··· DOCUMENT SECTION ···

Workspace Monitoring provisions five system tables in the Monitoring Lakehouse. Each table captures a different workload type with its specific execution metadata.

System Table Summary

Table Workload Key Metrics Granularity
spark_sessions Notebook and Spark Job executions Duration, CU consumption, row/byte counts, status Per Spark session
sql_queries Warehouse and Lakehouse SQL queries Duration, rows scanned, bytes processed, query text Per SQL statement
pipeline_runs Data Factory pipeline executions Duration, activity count, status, error messages Per pipeline run
dataflow_activities Dataflow Gen2 refresh operations Duration, rows processed, partition count, status Per dataflow refresh
capacity_metrics Workspace-level compute consumption CU seconds by workload type, throttling events Per 30-second interval

Table Schemas

spark_sessions

Captures every Spark session initiated by notebooks, Spark Job Definitions, or Lakehouse scheduled jobs.

Column Type Description
session_id string Unique Spark session identifier
workspace_id string Workspace GUID
workspace_name string Workspace display name
item_id string Notebook or Spark Job item GUID
item_name string Item display name (notebook name)
user_id string Entra ID of the user who initiated the session
user_email string Email of the initiating user
start_time timestamp Session start timestamp (UTC)

··· DATA LINES ···

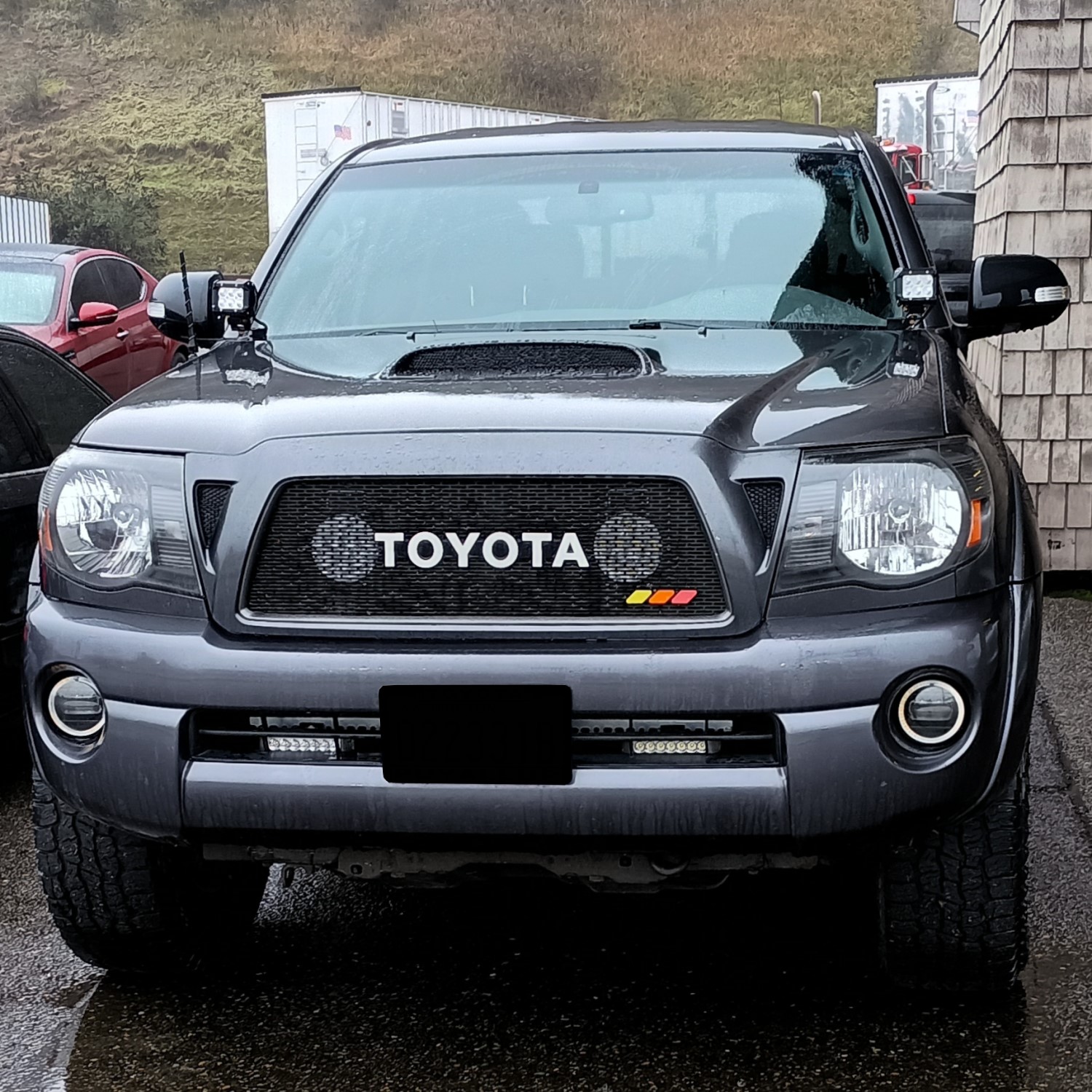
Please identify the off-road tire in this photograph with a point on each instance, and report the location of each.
(132, 906)
(954, 902)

···

- SHORT TASK 1
In the Workspace Monitoring text, shorten the paragraph that begins "Workspace Monitoring provisions five system tables" and keep its main facts.
- SHORT TASK 2
From the Workspace Monitoring text, output word for word the part that opens with the words containing "Column Type Description" and closes with "name (notebook name)".

- WRITTEN REPLY 1
Workspace Monitoring sets up five system tables in the Monitoring Lakehouse. Each one records execution metadata for a different workload type.

- WRITTEN REPLY 2
Column Type Description
session_id string Unique Spark session identifier
workspace_id string Workspace GUID
workspace_name string Workspace display name
item_id string Notebook or Spark Job item GUID
item_name string Item display name (notebook name)